▸ **DIRECTIONS**:
Count the lines below that contain the string "space", and reply with that number alone.
........
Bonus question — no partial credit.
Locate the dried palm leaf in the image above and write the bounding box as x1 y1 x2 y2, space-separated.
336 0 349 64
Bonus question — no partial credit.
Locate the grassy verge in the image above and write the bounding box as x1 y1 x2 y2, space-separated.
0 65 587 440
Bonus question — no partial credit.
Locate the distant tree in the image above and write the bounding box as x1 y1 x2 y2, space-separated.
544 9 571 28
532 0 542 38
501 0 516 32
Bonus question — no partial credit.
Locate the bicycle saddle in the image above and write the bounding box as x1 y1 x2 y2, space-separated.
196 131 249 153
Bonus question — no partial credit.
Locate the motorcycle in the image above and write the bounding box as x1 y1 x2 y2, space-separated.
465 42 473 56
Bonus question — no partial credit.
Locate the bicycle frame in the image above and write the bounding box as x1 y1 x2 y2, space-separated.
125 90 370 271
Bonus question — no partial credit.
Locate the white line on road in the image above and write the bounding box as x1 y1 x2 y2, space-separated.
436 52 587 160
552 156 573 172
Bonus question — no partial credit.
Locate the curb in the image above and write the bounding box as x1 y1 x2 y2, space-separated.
........
▸ **EXERCISE RESULT**:
8